=== RECORDS FOR THE EXERCISE ===

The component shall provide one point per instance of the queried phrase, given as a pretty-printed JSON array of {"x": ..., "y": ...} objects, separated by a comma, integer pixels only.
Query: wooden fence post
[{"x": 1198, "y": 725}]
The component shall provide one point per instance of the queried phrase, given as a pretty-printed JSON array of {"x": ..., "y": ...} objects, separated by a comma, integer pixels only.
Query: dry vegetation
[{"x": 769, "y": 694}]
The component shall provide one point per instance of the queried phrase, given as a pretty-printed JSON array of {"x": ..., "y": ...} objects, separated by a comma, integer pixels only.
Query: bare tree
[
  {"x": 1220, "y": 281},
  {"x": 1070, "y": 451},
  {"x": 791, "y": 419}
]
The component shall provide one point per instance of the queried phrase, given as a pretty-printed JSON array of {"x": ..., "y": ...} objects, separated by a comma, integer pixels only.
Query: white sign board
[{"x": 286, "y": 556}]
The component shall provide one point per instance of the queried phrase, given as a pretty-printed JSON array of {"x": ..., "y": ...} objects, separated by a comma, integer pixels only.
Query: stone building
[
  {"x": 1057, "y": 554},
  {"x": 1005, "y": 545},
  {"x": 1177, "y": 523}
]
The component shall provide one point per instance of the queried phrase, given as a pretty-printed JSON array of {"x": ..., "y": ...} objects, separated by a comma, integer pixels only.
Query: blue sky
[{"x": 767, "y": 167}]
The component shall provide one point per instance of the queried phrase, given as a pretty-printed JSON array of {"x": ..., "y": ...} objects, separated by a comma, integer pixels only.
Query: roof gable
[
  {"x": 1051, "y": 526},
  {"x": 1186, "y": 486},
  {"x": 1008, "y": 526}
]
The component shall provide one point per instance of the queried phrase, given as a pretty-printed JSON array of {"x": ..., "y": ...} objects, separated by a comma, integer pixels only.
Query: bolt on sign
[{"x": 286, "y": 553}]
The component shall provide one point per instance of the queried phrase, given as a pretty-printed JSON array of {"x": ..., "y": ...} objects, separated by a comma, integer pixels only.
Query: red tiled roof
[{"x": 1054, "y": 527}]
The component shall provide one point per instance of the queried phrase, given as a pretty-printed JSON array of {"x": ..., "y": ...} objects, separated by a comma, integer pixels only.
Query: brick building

===
=== RECORDS FOR THE EXERCISE ===

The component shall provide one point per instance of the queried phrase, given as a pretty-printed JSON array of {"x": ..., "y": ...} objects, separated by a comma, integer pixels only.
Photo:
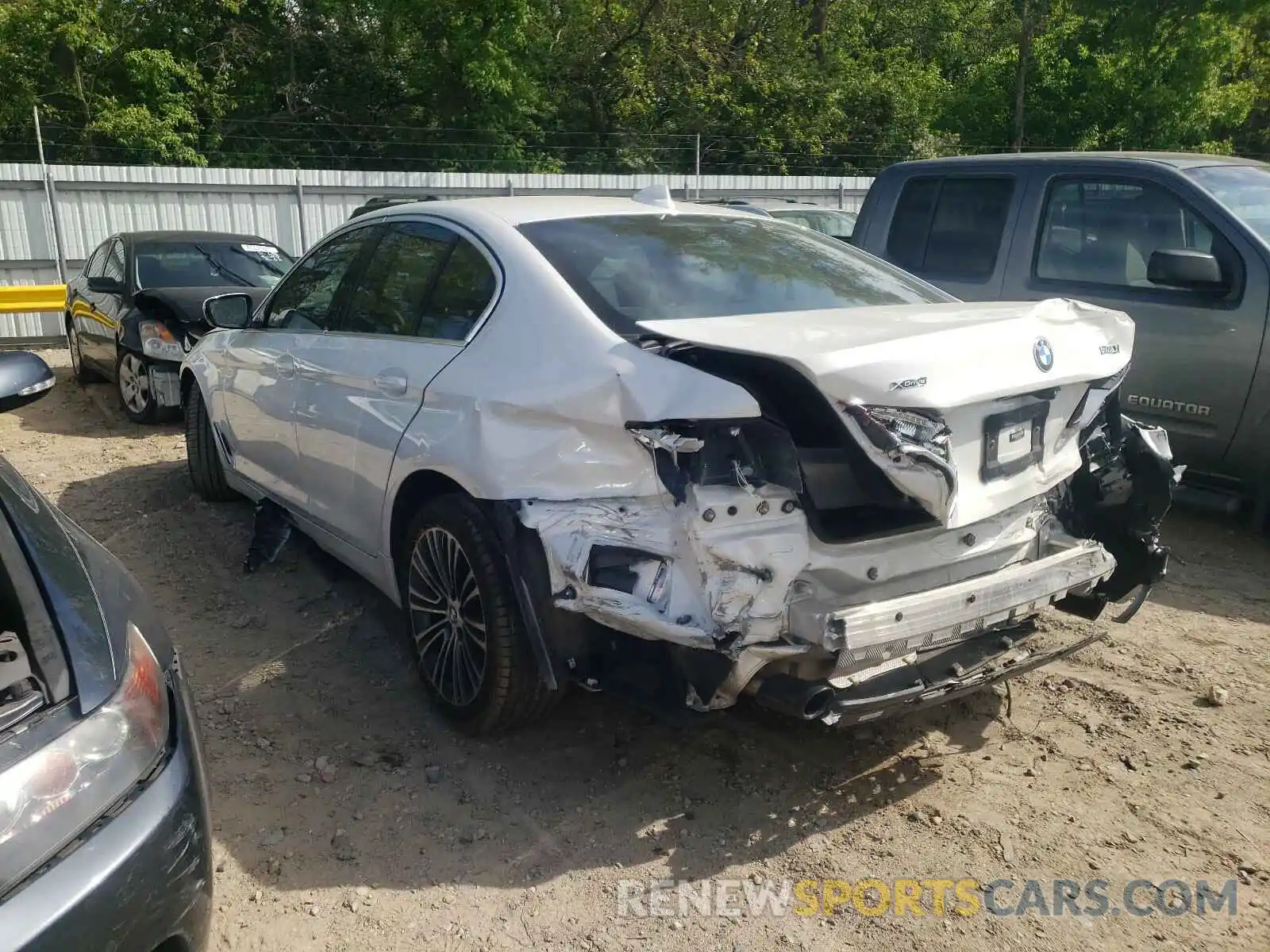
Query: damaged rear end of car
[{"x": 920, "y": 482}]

===
=== RECORDS FOR THE EXERCISE ===

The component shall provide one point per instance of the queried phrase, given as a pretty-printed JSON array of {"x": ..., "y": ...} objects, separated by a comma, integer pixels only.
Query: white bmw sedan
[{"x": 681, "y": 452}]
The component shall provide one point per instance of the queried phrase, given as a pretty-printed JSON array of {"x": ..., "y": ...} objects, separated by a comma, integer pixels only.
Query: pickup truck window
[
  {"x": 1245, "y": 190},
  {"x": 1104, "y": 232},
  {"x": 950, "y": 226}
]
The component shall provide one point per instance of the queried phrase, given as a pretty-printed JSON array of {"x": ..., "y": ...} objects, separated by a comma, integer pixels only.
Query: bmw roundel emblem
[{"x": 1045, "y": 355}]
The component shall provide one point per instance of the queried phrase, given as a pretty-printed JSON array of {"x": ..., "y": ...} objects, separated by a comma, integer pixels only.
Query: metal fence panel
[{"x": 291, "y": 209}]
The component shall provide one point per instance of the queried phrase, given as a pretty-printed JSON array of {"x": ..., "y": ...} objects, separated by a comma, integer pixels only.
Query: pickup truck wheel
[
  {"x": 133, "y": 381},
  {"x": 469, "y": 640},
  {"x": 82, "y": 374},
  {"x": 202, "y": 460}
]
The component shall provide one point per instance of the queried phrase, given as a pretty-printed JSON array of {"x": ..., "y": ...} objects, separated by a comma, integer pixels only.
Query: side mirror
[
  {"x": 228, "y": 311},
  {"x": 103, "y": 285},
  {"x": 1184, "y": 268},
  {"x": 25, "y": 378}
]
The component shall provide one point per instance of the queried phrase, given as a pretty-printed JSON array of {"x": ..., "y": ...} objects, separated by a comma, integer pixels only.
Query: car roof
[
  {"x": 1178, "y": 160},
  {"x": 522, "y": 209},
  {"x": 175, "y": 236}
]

===

- **WHAT TO PRODUCE**
Locate each line in the entries above that contains the word "truck" and copy it out in full. Treat uppercase and lowercase as different.

- **FINISHED ANSWER**
Query: pickup truck window
Query: pickup truck wheel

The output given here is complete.